- [Problem statement] With the pictures left out, write out exactly the lines from the one containing "the water in" through the end.

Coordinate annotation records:

────────────────

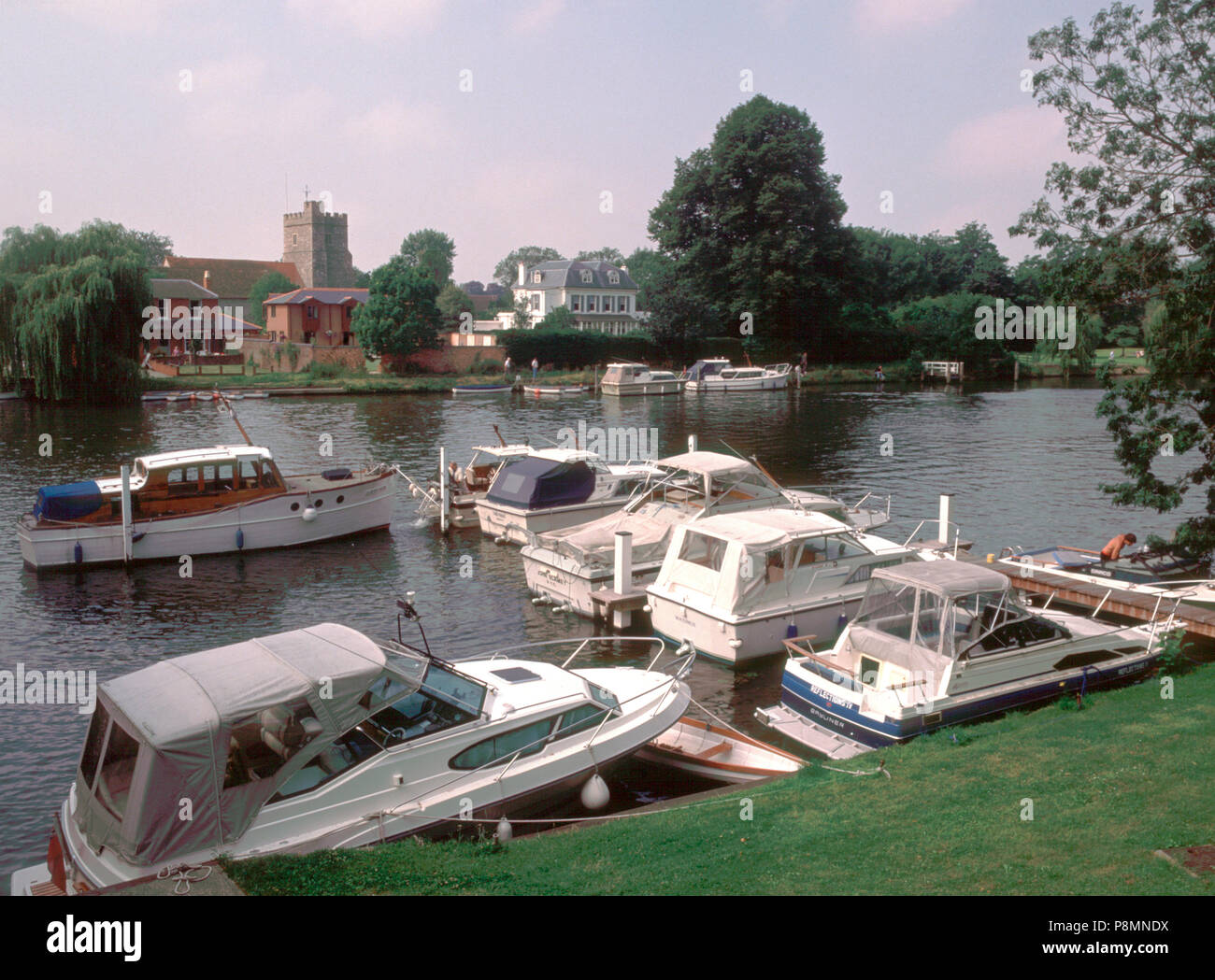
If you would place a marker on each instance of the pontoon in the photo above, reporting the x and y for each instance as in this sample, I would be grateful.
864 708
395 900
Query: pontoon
939 643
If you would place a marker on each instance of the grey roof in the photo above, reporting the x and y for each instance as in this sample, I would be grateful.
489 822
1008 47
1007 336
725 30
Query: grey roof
567 272
180 290
946 577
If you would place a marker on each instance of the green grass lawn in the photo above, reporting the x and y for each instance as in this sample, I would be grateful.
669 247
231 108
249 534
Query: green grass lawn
1108 785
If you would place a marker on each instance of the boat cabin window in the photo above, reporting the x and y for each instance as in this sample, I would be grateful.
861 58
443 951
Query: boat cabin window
345 753
117 770
444 701
262 744
501 748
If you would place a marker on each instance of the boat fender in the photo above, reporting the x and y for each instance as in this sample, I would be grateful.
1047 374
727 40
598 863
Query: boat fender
595 793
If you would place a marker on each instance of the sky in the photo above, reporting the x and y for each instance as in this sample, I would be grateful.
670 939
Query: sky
514 122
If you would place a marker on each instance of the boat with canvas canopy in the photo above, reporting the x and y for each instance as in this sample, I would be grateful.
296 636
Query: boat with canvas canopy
940 643
322 737
570 566
737 584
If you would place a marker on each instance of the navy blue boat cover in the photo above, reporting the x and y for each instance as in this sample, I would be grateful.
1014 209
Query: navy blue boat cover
67 503
534 484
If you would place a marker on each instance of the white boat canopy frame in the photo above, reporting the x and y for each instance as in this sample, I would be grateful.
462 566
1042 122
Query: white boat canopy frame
165 738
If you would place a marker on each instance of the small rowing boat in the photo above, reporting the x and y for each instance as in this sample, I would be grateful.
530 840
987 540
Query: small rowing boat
718 753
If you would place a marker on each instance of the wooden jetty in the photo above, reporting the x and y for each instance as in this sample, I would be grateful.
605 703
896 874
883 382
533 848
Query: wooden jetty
1197 620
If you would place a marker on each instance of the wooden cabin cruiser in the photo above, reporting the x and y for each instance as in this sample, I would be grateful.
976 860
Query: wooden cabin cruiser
322 737
465 485
201 502
939 643
638 379
555 489
737 584
717 375
1170 578
570 566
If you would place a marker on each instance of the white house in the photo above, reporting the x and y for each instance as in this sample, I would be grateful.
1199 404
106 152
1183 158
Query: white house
600 295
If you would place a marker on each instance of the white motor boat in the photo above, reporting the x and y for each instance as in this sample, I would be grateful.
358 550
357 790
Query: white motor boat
940 643
718 375
554 489
465 485
322 737
626 379
737 584
575 567
201 502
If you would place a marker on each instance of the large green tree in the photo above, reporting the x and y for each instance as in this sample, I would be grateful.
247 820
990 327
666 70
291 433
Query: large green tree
507 271
72 308
272 282
432 251
401 315
753 223
1135 222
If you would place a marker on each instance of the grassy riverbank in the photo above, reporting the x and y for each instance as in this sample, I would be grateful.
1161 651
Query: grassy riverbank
1108 786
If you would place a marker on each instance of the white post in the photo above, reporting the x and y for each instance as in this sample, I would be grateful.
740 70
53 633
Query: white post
442 490
622 578
128 543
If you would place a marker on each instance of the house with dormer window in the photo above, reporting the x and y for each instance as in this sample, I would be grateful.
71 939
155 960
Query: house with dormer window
600 295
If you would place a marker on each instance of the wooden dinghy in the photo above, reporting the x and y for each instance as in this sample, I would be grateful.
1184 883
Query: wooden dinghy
718 753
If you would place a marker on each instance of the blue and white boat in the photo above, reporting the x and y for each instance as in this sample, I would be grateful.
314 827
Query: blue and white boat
939 643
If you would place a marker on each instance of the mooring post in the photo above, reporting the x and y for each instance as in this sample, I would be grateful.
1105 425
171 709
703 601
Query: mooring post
622 577
128 538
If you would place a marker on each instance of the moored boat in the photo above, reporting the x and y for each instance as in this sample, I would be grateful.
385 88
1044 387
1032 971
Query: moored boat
322 737
940 643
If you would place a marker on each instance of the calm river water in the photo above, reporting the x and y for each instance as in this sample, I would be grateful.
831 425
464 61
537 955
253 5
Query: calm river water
1024 466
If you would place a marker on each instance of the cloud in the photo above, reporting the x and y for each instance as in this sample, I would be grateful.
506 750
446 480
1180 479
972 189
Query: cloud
369 19
885 16
537 17
1008 142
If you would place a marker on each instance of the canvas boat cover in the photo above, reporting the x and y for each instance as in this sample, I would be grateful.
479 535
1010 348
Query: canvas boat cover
68 502
536 482
182 712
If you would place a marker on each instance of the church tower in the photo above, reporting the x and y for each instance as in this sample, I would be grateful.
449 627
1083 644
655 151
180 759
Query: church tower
317 244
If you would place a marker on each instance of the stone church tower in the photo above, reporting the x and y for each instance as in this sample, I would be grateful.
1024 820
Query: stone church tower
317 244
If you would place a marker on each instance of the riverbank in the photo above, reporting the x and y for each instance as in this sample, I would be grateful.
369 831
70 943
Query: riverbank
1105 787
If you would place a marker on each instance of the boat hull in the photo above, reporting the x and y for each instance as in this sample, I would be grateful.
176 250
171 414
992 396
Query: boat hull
264 523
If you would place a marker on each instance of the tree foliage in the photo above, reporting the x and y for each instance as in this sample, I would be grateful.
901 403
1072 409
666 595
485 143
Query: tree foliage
72 308
1135 223
753 222
507 271
401 315
272 282
432 251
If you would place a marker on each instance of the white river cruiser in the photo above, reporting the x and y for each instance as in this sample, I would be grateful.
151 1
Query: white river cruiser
737 584
567 567
322 737
554 489
940 643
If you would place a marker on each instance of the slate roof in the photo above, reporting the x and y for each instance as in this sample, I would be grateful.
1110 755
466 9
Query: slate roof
566 272
230 277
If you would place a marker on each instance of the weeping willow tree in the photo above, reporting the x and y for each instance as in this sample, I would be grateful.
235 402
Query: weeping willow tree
72 308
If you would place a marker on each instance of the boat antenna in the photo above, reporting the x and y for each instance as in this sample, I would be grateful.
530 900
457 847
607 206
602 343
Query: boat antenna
222 397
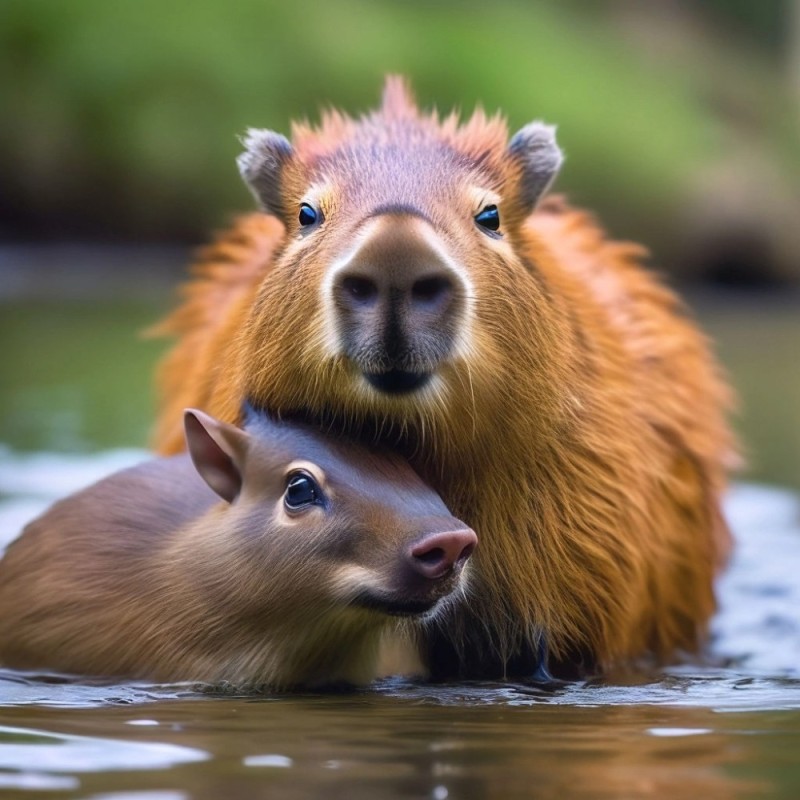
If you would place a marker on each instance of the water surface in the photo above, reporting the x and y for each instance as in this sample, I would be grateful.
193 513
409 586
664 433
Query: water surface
727 730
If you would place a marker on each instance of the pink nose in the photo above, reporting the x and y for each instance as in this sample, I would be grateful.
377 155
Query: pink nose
438 554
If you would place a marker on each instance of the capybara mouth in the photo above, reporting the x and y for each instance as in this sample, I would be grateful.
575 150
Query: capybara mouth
397 381
393 606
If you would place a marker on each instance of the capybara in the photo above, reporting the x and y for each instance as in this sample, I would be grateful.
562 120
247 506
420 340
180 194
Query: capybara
290 579
408 283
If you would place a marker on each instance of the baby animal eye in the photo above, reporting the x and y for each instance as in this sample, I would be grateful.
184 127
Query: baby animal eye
308 215
301 491
489 218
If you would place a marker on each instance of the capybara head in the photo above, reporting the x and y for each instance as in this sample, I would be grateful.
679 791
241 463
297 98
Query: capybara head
394 275
328 526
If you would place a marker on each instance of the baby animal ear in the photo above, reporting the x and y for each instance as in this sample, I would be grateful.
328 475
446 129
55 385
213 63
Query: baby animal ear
535 148
261 164
217 450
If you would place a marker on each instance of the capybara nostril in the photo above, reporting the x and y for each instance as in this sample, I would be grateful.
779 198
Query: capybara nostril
439 554
358 290
431 291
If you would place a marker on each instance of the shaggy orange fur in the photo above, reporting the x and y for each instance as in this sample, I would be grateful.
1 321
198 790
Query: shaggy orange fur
582 432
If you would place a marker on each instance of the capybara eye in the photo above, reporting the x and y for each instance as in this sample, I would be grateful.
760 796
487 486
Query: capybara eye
489 218
308 215
301 491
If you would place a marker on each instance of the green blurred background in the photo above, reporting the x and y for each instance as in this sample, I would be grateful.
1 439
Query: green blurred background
118 126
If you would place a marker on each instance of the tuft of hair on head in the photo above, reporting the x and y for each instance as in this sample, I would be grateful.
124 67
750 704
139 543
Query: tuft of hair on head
261 165
534 148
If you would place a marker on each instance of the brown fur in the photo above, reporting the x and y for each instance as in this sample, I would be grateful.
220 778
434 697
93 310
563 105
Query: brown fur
583 434
148 575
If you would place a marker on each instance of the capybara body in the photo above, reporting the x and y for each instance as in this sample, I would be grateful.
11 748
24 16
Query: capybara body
409 284
276 559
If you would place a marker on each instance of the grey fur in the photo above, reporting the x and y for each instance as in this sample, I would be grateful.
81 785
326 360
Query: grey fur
535 146
261 164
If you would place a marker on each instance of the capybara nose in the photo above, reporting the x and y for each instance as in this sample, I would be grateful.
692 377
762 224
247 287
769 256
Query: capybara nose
356 292
438 554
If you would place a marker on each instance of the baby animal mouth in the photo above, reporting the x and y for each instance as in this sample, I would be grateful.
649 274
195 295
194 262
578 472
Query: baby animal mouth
397 381
395 607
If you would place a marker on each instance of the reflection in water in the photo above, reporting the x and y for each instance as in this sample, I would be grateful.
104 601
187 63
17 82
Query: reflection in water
711 732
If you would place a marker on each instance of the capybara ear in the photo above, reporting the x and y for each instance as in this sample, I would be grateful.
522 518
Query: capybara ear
217 450
261 165
540 158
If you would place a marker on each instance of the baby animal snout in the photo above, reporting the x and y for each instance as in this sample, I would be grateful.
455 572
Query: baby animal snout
439 554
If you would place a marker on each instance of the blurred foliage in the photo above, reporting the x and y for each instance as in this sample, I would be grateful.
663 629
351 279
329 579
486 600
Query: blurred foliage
120 119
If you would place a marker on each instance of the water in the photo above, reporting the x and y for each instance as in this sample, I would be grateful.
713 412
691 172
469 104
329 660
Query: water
729 730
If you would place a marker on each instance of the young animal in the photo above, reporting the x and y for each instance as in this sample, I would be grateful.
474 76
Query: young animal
408 284
291 580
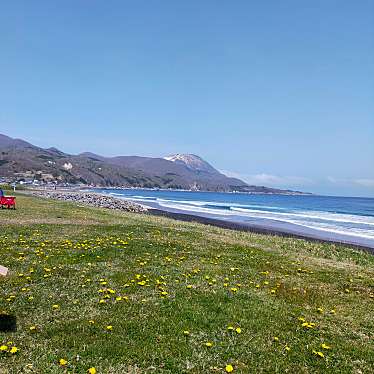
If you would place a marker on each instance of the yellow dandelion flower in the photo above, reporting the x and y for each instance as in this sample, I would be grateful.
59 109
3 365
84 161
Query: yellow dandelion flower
62 362
325 346
319 354
13 350
229 368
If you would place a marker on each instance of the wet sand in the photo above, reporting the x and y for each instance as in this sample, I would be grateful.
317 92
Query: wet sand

────────────────

- [Result of the task]
If you would place a marker on each instance of the water in the photo above, reporting the x and y for each instance as in this sample, I would be grateful.
713 412
691 172
469 104
329 660
Query: water
729 730
If you would place a marker on each instance of the young animal in the photo above, reporting the x and y for each instance as in this sample, I would be grateful.
474 76
Query: young animal
408 284
291 580
If you would place a marker on each instance of the yellow dandelion flower in the photo above, reporting the x and y for each instance as in this sample, I would be grateful.
59 109
3 365
84 161
Query: yellow dandelion flower
62 362
325 346
319 354
13 350
229 368
If you would place a marker on each instance of the wet sand in the photo above, reporting the x and y for each instance as in this sample, I would be grateful.
317 92
Query: wet sand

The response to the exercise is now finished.